## Requirements:
Select each line of the data below that contains the string "blurred". Case counts.

## Dataset records:
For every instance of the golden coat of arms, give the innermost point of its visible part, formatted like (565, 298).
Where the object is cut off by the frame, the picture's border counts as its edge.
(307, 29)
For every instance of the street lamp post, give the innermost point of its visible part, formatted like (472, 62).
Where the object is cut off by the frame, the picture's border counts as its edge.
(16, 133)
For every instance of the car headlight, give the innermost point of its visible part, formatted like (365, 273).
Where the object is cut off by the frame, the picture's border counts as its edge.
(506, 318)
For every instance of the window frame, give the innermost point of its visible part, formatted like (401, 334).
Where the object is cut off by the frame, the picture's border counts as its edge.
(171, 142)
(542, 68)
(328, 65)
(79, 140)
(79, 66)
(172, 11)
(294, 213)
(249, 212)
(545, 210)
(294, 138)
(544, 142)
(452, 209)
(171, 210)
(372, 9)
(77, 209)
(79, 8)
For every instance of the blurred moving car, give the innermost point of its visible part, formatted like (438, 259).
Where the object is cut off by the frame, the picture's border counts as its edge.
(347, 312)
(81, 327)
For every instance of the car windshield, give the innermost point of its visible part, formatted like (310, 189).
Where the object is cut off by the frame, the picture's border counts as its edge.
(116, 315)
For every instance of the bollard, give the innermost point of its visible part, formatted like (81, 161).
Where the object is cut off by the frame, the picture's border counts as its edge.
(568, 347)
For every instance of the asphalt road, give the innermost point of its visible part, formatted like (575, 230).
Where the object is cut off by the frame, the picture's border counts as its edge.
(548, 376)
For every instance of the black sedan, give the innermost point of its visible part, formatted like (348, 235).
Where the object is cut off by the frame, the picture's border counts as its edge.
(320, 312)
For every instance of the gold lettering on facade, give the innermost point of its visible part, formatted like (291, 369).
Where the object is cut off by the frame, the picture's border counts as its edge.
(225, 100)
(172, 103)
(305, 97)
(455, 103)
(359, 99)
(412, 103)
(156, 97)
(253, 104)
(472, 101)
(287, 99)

==

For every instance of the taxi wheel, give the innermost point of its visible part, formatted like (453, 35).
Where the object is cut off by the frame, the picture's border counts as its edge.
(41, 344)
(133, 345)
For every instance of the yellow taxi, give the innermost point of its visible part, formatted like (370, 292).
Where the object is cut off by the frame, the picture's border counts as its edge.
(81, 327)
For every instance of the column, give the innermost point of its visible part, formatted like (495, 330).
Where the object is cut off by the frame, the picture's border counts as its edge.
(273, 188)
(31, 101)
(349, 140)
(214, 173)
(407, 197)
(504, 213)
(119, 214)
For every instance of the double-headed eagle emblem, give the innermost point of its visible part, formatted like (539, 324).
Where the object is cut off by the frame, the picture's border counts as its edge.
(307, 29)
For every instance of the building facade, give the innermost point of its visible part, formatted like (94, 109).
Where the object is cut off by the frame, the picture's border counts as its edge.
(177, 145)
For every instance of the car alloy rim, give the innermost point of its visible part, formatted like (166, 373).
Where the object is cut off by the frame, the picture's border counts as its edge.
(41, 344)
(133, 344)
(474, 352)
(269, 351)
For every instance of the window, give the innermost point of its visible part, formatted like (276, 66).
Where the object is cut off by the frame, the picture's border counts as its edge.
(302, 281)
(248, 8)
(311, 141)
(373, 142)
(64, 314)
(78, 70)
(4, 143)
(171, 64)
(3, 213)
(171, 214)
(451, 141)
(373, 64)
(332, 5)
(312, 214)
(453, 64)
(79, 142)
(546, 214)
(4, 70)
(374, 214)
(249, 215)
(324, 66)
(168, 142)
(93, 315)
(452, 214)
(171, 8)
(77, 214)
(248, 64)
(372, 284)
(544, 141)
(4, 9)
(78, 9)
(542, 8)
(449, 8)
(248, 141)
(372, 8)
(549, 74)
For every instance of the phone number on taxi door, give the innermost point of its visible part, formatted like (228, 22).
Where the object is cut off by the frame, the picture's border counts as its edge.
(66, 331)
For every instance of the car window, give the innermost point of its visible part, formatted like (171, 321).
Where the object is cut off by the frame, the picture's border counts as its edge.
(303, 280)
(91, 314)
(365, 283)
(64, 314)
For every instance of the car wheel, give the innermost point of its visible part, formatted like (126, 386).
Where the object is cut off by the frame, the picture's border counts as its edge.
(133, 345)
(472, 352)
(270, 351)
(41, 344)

==

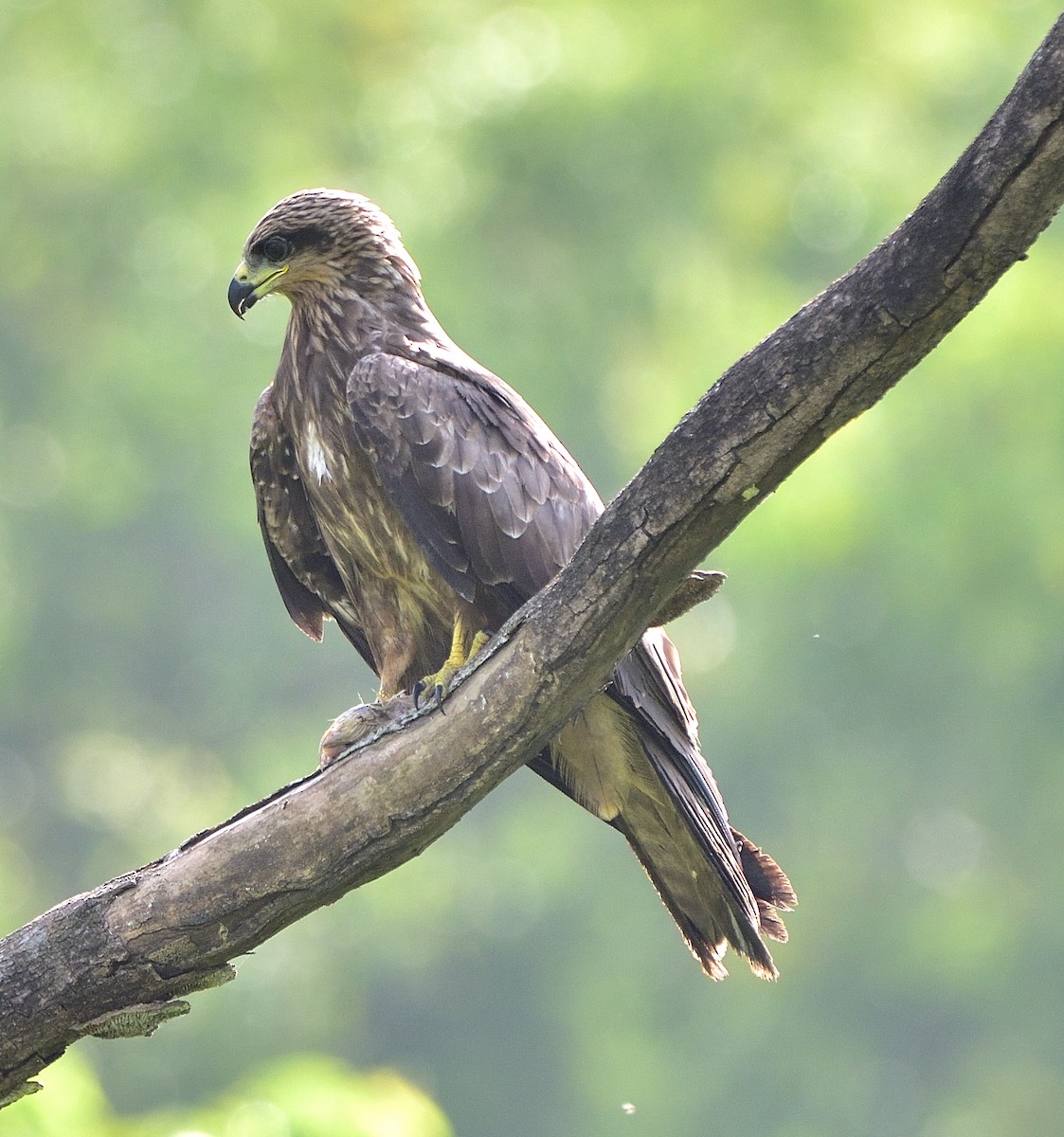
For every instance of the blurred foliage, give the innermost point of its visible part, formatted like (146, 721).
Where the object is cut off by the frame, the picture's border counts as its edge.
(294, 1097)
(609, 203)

## Answer to the problem:
For every instance of the blurred moving car, give the innermost point of its visible part, formatted like (438, 259).
For every instance of the blurred foliage, give the innermost point of its visible part, formatted like (146, 721).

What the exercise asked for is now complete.